◆ ACTION ITEM ◆
From the line containing "face in this photo." to the line containing "query | light pole" in the entries below, reproduce every line exactly, ends included. Nothing else belongs in the copy, and no pictures.

◆ LISTED ENTRIES ◆

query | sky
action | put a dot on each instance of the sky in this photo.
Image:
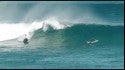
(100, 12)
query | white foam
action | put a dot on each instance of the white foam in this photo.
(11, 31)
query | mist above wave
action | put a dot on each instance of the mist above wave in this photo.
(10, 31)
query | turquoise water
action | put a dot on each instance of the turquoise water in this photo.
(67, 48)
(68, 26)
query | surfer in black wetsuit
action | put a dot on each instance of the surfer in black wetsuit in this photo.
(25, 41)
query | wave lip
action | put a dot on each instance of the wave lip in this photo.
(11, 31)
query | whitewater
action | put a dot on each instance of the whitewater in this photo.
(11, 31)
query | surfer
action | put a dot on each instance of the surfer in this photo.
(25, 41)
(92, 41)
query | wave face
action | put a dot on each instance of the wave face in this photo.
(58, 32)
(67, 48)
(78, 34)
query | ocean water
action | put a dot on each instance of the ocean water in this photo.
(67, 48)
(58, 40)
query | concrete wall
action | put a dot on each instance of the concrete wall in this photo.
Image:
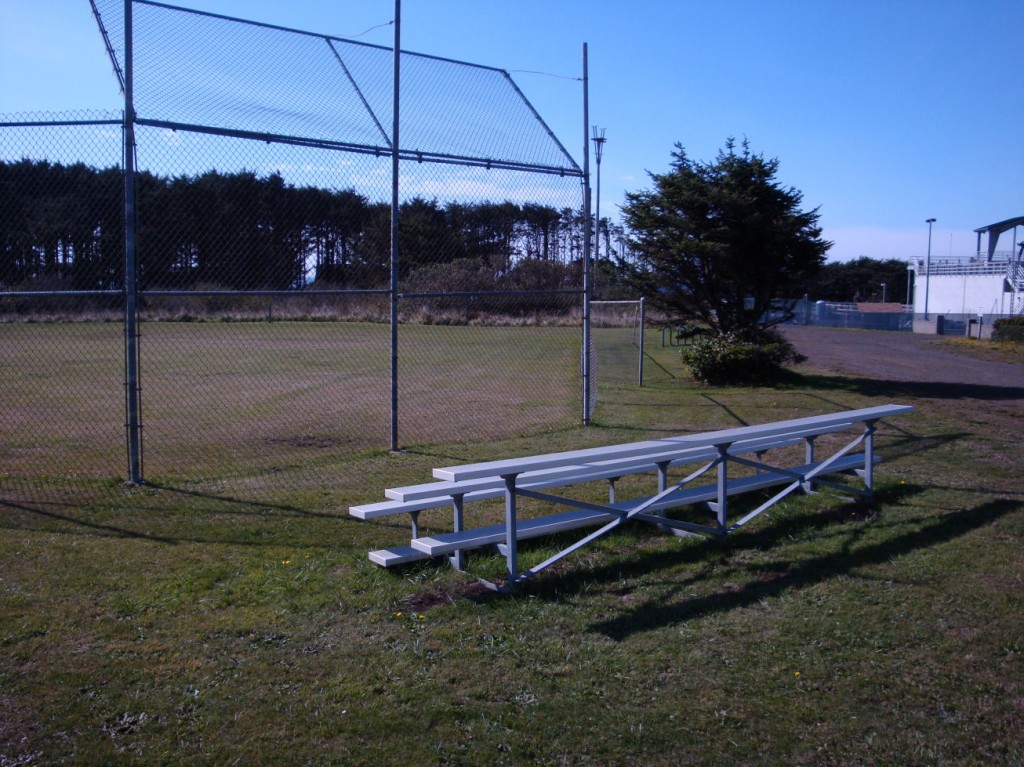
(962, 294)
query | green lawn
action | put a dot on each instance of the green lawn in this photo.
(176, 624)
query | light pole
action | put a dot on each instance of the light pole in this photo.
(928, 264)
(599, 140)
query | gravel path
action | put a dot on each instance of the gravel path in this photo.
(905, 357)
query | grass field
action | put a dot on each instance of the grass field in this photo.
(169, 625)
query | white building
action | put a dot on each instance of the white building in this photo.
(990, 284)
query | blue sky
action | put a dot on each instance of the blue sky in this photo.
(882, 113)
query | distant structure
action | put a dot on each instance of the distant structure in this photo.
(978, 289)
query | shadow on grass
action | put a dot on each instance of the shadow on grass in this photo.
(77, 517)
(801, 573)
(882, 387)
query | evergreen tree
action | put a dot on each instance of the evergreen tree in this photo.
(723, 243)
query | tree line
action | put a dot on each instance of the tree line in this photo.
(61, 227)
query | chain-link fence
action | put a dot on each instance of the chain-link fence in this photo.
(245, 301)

◆ RESULT ◆
action | put a dot on each instance of the wave face in this photo.
(58, 32)
(67, 48)
(78, 34)
query | ocean water
action | put a dot on each instance of the ocean water in this photo.
(67, 48)
(58, 40)
query | concrete wall
action | put a dot on each instance of the concrete wall in this photo.
Image:
(962, 294)
query | green lawn
action | put a dot on each instance of the green lawn in this photo.
(176, 624)
query | light pole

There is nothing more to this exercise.